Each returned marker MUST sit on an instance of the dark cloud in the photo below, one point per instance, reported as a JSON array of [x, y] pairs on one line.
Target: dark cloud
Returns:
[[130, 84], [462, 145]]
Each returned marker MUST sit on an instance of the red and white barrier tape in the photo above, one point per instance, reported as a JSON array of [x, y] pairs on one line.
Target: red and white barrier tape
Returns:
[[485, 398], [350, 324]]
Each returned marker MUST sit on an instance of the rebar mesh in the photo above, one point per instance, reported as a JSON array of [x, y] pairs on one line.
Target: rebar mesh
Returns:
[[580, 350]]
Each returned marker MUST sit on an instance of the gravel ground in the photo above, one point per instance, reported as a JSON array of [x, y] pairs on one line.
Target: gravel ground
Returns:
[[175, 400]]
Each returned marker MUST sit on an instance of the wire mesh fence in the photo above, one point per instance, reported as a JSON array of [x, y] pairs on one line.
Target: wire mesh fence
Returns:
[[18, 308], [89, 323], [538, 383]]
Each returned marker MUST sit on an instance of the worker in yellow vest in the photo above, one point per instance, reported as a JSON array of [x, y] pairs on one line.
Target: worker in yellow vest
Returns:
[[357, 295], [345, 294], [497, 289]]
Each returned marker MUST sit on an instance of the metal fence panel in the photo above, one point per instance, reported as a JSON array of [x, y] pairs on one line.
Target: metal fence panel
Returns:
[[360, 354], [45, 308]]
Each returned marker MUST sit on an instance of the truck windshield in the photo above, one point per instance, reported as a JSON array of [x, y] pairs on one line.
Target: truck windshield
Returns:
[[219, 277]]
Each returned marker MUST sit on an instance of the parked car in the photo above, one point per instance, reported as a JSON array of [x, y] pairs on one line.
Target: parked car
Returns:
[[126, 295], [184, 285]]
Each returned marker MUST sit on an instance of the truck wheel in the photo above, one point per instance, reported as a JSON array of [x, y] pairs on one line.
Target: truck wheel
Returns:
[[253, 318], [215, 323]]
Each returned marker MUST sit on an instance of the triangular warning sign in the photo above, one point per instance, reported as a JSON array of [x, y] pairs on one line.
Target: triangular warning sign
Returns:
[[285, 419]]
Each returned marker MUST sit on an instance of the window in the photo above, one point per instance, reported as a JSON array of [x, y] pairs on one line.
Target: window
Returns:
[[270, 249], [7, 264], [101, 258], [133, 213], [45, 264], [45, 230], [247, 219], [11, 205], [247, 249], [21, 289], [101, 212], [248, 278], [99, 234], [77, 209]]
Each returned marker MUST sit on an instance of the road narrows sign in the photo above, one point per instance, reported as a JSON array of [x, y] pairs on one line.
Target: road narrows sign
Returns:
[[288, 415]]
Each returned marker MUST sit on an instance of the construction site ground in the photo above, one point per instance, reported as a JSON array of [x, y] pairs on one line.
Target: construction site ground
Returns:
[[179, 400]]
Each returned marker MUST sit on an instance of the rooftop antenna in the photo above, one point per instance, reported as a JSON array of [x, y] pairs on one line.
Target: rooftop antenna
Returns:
------------------------------------
> [What the exercise asks]
Please copy every line of the data above verbatim, keeping the original order.

> [Expected answer]
Each returned marker MUST sit on an instance of the dark cloud in the photo below, one point per instance, reported as a JSON array of [x, y] pairs on one line.
Target: dark cloud
Returns:
[[130, 84], [462, 145]]
Each returned marker MUST sit on an instance of the red and white barrier tape in the photo above, one point per instance, reported as a JSON array of [x, y] pairs on one line.
Target: red and white barrier tape
Returns:
[[485, 398], [350, 324]]
Each returned marker MUST sit on an instance of the rebar mesh in the photo above, one point per instance, reported as a JSON array of [x, y] pairs on one line.
Target: rebar mesh
Returns:
[[580, 350]]
Each returned marker MUST sit on an instance of the gravel ground in the photo above, one point per instance, reported as a JSON array of [x, y] pairs on one line.
Target: gravel ground
Returns:
[[175, 400]]
Each returned marker MUST sit on an instance of the wire mesh fence in the photo above, one point per instance, reported as a JSON array of [x, y] pairs on one line.
Target: wire mesh fence
Returns:
[[18, 308], [89, 323], [538, 383]]
Each returned marker MUST sit on an instance of the worker in yellow vest in the photo above, one point per instance, reported as a JSON array of [x, y] pairs on one line.
Target: worker in yellow vest
Returns:
[[357, 295], [345, 294], [497, 289]]
Each returned marker MUST sit on an instance of the metal fence panel in the photo above, one point per instance, reported as a JSON array of [x, y] pairs on one line.
Target: metal fence panel
Returns:
[[360, 354], [45, 308]]
Each returned marker MUST sit on an instance of the truck windshield in the photo above, one point per instance, reported as a JSON array of [x, y] pairs on one line.
Target: truck windshield
Returns:
[[219, 277]]
Each returned marker MUST sit on an instance of the parked car in the photo above, one point per instance, reported as a JSON array of [x, y] pairs on one line.
Target: parked car
Returns:
[[126, 295], [184, 285]]
Each returned marker MUST sit on an instance of the truck wheel in the photo above, one point per instance, reported as a JSON array of [x, y] pairs on one line.
Target: truck wheel
Returns:
[[253, 318], [215, 323]]
Each returned marker MUST sit on an instance of the triangular warning sign in the photo above, one point per instance, reported as a JSON array of [x, y] pairs on one line.
Target: triangular warning sign
Returns:
[[285, 419]]
Each returned marker MUST sit on an instance of the window in the photo above, one point per instance, reported as a JSON array of [x, y] pairs on one line.
Target: window
Returns:
[[270, 249], [7, 264], [101, 258], [133, 213], [45, 264], [45, 230], [247, 219], [11, 205], [247, 249], [21, 289], [101, 212], [248, 278], [99, 234], [77, 209]]
Each returned marker MUST sit on an instance of the road narrows sign in the photo above, one point per instance, reported as a JSON array of [x, y] pairs on one line.
Target: road narrows sign
Returns:
[[288, 415]]
Each returned marker MUST sit on an instance of the construction site ground in the photo above, one point per instance, reported as a JSON array of [x, y] pairs on one line.
Target: construction site ground
Returns:
[[179, 400]]
Each returned marker MUST sit on an instance of the rooftop antenna in the photo above, one point per instance, reported as a JSON array of [x, y] pairs on one line.
Target: rooftop antenna
Returns:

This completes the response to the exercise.